-- begin Text to read --

Single by Sean Paul

from the album Tomahawk Technique
- Released: 5 March 2012
- Recorded: 2011
- Genre: Pop rap; reggae fusion;
- Length: 4:08
- Label: Atlantic
- Songwriters: Pierre "The Maven" Medor; Rico Love; Sean Paul Henriques;
- Producers: Pierre "The Maven" Medor; Rico Love;

Sean Paul singles chronology
| "Summer Paradise" (2012) | "Hold On" (2012) | "Dream Girl" (2012) |

= Hold On (Sean Paul song) =

"Hold On" is the third single from the Jamaican musician Sean Paul's fifth studio album Tomahawk Technique. It was written by Pierre "The Maven" Medor, Rico Love and Paul, and was produced by Medor and Love. The song charted in France.

==Music video==
A lyric video was released to accompany the release of "Hold On" on 21 February 2012 at a total length of four minutes and nine seconds.

-- end Text to read --
-- begin Extracted material --

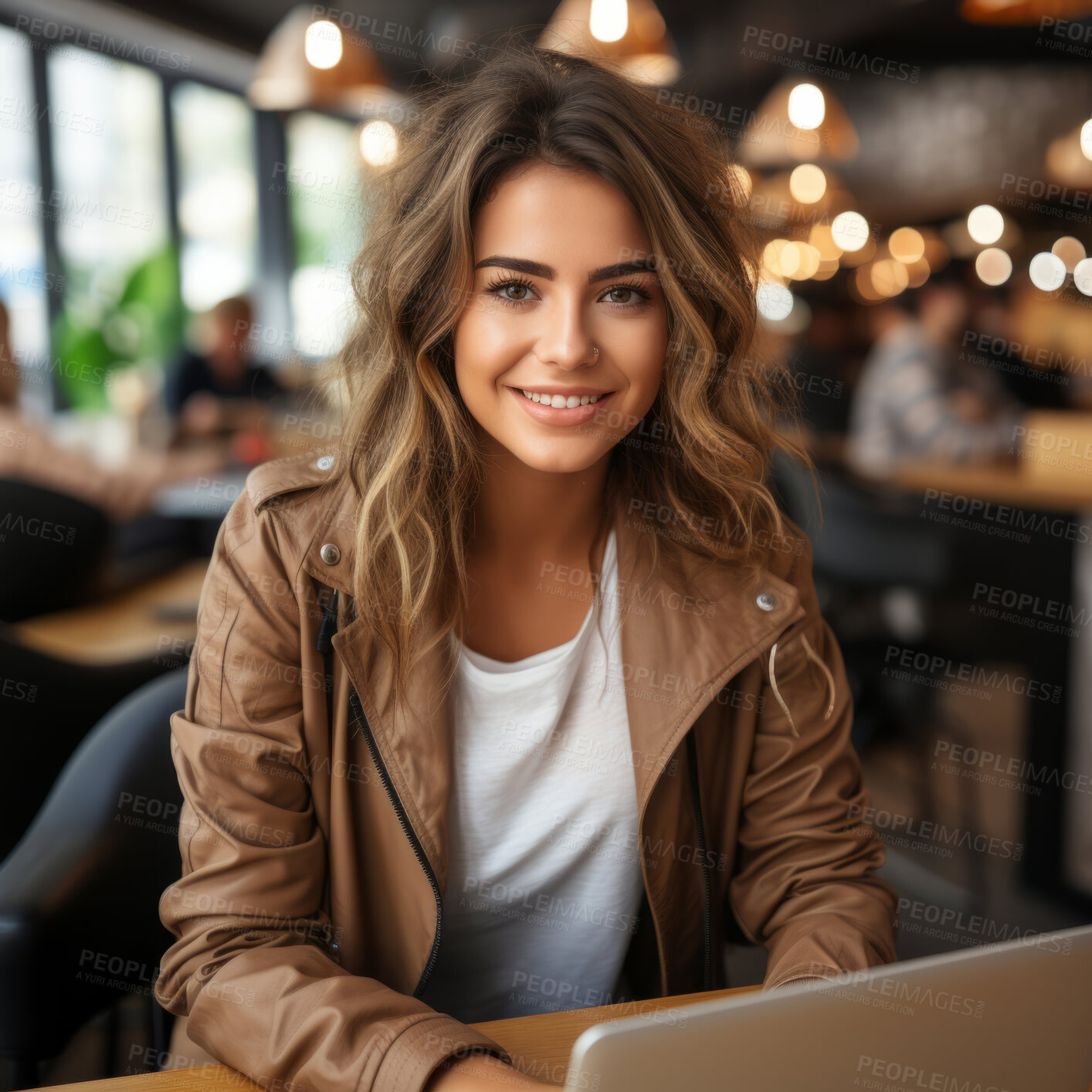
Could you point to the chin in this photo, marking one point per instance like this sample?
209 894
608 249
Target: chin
556 462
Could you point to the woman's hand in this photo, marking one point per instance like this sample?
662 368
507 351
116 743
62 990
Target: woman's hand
480 1073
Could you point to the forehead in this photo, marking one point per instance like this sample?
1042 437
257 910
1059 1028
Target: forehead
562 216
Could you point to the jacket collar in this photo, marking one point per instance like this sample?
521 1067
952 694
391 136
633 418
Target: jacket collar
683 638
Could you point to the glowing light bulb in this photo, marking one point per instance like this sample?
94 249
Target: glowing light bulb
322 44
850 231
1047 271
379 143
985 224
806 106
807 184
609 20
993 266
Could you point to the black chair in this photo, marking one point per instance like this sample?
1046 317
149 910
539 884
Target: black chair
53 549
47 706
79 896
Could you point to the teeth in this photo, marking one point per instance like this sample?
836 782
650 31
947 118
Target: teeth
559 401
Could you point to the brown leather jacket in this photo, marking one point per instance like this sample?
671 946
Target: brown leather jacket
314 857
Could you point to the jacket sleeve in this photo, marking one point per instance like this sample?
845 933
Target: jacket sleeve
805 885
253 965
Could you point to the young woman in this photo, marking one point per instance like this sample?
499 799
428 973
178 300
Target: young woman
520 699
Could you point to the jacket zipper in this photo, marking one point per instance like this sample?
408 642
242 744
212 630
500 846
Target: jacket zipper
409 833
707 909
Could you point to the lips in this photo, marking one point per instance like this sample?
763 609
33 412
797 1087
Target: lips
549 414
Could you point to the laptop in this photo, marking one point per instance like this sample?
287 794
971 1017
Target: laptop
1009 1017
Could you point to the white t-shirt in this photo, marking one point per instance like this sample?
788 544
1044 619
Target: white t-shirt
544 880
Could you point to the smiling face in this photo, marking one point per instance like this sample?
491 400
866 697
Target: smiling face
555 279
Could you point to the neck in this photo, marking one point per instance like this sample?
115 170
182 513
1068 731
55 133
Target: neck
524 517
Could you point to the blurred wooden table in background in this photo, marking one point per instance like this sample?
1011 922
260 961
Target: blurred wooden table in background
132 625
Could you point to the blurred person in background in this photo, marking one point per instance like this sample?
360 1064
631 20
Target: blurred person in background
123 493
222 388
917 398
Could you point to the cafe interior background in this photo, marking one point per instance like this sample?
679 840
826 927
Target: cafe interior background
189 181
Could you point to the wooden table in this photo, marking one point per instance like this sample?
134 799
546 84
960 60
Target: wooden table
134 624
1002 484
540 1045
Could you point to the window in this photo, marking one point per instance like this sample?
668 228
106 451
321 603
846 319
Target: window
121 304
326 203
24 281
218 201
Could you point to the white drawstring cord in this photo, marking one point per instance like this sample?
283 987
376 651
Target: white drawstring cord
777 693
826 670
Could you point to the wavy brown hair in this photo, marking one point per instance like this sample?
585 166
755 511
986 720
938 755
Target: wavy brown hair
408 437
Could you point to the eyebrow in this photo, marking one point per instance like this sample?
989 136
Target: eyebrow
548 273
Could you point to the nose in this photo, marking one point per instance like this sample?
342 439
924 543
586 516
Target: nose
566 340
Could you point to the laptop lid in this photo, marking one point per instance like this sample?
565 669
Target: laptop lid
1012 1017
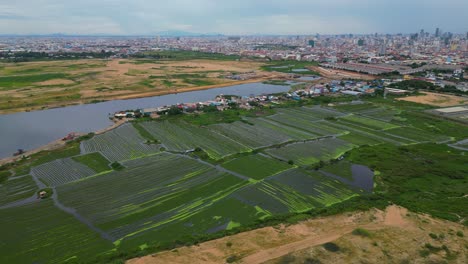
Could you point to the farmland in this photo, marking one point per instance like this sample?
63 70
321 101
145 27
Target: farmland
155 185
311 152
44 84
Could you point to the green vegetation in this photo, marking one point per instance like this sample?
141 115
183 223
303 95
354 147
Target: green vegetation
213 178
276 82
420 177
94 161
296 67
117 166
256 166
184 55
4 176
17 189
41 233
198 82
145 134
361 232
13 82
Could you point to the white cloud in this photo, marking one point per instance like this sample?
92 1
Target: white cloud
231 17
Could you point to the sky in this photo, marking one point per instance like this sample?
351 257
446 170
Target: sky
233 17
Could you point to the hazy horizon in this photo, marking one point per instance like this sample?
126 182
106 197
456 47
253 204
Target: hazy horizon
296 17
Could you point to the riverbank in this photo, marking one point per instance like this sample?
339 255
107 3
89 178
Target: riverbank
57 144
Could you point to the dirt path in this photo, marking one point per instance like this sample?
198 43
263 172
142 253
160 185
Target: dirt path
436 99
393 216
264 244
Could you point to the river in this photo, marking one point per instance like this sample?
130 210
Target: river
30 130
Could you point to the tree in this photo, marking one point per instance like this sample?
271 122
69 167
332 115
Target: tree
174 110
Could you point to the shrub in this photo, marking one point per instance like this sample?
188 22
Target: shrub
232 258
332 247
361 232
117 166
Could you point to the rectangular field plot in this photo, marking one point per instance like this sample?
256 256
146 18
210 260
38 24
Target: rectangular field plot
41 233
94 161
372 134
294 191
256 166
181 136
16 189
250 135
156 191
290 132
122 143
312 152
417 134
226 214
360 139
61 171
382 114
367 122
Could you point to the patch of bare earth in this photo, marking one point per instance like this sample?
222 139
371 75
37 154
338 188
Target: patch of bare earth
396 236
56 82
436 99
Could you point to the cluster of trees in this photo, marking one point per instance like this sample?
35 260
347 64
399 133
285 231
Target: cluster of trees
423 85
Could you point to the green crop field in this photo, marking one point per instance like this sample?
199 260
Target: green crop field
42 233
95 161
182 136
256 166
190 178
368 122
16 189
311 152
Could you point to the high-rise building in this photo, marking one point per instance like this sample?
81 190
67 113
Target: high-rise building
383 49
312 43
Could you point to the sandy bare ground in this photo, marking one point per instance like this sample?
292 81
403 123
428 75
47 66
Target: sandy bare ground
340 74
436 99
54 145
265 244
90 80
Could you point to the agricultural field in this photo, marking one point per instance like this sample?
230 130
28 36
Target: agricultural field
367 122
310 153
61 171
181 137
42 84
294 191
42 233
122 143
121 196
95 161
16 189
256 166
150 193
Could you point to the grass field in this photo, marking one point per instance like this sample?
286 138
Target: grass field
256 166
95 161
17 189
250 172
310 153
41 233
43 84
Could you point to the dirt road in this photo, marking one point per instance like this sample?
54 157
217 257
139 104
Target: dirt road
269 243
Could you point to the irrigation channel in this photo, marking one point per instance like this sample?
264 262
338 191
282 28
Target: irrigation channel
30 130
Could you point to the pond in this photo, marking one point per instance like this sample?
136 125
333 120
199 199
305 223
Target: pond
29 130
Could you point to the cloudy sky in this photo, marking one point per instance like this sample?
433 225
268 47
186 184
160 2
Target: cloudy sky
146 17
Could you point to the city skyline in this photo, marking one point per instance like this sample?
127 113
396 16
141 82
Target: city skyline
298 17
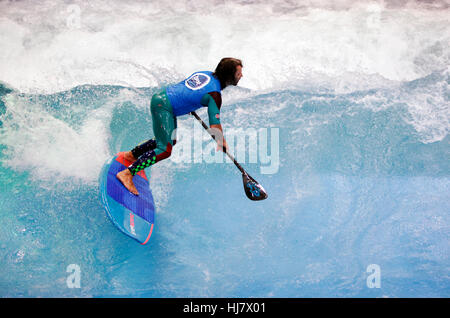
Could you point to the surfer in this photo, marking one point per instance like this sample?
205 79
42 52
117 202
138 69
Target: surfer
200 89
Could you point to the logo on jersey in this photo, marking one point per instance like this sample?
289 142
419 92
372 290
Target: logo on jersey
197 81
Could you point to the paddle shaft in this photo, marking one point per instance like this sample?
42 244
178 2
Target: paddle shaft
226 151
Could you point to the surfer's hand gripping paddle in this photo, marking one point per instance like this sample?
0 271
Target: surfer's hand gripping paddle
252 188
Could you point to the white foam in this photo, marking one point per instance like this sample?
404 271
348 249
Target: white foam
51 46
51 149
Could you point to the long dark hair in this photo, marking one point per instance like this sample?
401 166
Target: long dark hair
226 70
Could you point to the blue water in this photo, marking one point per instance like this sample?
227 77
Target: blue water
361 176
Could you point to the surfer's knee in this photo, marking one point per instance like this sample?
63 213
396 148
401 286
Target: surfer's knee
165 153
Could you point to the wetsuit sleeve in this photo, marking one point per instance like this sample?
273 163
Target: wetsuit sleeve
214 101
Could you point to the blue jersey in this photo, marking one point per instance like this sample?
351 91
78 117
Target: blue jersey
186 95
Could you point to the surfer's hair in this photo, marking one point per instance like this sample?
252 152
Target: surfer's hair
226 70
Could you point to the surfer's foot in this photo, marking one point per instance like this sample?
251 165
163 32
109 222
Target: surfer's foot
128 155
126 178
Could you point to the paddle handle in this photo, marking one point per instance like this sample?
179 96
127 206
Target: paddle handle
226 151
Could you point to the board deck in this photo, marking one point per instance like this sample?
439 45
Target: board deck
133 215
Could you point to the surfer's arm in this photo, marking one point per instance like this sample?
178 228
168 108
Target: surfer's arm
213 101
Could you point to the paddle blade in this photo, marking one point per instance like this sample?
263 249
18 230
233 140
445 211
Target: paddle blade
253 189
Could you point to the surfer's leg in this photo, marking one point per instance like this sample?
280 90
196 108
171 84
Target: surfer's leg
160 148
142 148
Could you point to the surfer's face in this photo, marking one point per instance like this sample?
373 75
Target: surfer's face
237 75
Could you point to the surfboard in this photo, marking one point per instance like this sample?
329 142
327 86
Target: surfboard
131 214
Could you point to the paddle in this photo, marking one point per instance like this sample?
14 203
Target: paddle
252 188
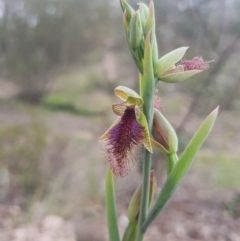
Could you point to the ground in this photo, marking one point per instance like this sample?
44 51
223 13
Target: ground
62 197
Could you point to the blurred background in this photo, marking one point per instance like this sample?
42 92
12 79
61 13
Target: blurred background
59 63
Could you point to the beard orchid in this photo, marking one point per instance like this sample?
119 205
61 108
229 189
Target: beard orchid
127 134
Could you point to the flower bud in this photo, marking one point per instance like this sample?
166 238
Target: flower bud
150 22
135 31
126 7
165 138
143 10
168 71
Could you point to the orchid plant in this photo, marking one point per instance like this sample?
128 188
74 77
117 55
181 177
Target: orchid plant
141 125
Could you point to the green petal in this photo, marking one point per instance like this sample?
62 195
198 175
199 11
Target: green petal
119 109
158 146
180 76
168 61
106 134
124 93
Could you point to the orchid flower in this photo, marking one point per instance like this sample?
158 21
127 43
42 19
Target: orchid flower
127 133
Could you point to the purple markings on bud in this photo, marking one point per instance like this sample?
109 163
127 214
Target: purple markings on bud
197 63
157 101
122 142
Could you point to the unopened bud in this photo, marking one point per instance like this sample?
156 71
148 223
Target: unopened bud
143 10
135 32
126 7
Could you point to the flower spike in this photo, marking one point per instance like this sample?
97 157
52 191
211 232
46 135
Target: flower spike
127 133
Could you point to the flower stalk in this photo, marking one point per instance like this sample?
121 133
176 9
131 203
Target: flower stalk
141 125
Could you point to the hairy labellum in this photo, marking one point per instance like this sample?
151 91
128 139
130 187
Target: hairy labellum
122 142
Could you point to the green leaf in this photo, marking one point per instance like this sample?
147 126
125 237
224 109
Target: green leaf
181 167
168 61
111 207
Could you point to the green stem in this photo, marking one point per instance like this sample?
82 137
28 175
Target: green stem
172 160
145 192
111 207
130 232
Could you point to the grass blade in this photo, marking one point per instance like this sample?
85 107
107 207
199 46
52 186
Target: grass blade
181 168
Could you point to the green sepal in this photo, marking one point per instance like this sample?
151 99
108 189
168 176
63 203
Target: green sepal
128 95
135 31
179 76
126 7
107 132
181 167
143 10
135 55
158 146
168 61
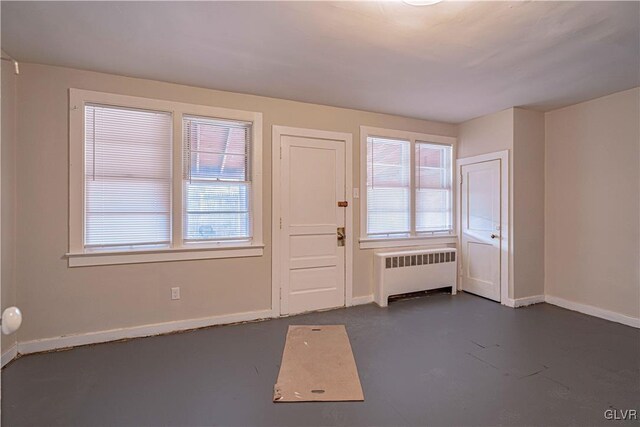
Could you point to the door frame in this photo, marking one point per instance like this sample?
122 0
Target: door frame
505 223
277 132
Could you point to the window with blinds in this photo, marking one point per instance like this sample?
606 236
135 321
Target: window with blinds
433 187
217 180
388 187
409 188
127 178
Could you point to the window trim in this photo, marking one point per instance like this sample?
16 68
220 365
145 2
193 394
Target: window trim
416 239
178 250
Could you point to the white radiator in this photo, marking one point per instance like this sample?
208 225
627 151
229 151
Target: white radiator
403 272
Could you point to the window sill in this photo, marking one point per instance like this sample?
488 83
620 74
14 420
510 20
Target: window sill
163 255
403 242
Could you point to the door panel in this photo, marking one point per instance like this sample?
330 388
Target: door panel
480 228
312 182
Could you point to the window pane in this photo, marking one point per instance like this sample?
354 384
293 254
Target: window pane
433 187
216 210
216 149
217 182
127 177
388 188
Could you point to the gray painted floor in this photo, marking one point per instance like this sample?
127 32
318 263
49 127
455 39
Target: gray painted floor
436 360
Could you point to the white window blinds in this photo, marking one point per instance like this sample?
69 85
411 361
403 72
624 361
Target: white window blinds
127 178
388 187
217 179
433 187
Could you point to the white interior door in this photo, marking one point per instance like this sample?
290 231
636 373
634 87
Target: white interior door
312 256
480 228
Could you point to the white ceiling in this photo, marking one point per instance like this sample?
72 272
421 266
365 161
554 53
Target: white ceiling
452 61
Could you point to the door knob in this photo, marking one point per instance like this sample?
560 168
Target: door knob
340 233
11 320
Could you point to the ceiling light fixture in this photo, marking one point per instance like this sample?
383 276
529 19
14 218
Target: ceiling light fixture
421 2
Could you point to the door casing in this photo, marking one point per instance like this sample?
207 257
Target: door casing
276 194
505 224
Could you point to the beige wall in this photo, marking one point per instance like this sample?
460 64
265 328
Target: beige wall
488 134
528 203
57 300
592 237
8 192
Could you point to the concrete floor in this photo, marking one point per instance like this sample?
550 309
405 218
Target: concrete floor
436 360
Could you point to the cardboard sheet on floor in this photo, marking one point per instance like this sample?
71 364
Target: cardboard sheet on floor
317 365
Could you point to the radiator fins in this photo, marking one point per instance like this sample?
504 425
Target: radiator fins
421 259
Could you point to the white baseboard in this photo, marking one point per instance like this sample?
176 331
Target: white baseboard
366 299
67 341
523 302
9 355
594 311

-- end Extracted material --

▶ **Work to complete**
a) Could you shorten the paragraph in the song article that begins "A lyric video was released" while keeping its main facts?
b) Can you revise the song article from "Sean Paul singles" down to "charted in France.", with "latest single" in place of "third single"?
Use only the song article to answer.

▶ **Results of the tasks**
a) A lyric video, four minutes and nine seconds long, came out with "Hold On" on 21 February 2012.

b)
Sean Paul singles chronology
| "Summer Paradise" (2012) | "Hold On" (2012) | "Dream Girl" (2012) |

= Hold On (Sean Paul song) =

"Hold On" is the latest single from the Jamaican musician Sean Paul's fifth studio album Tomahawk Technique. It was written by Pierre "The Maven" Medor, Rico Love and Paul, and was produced by Medor and Love. The song charted in France.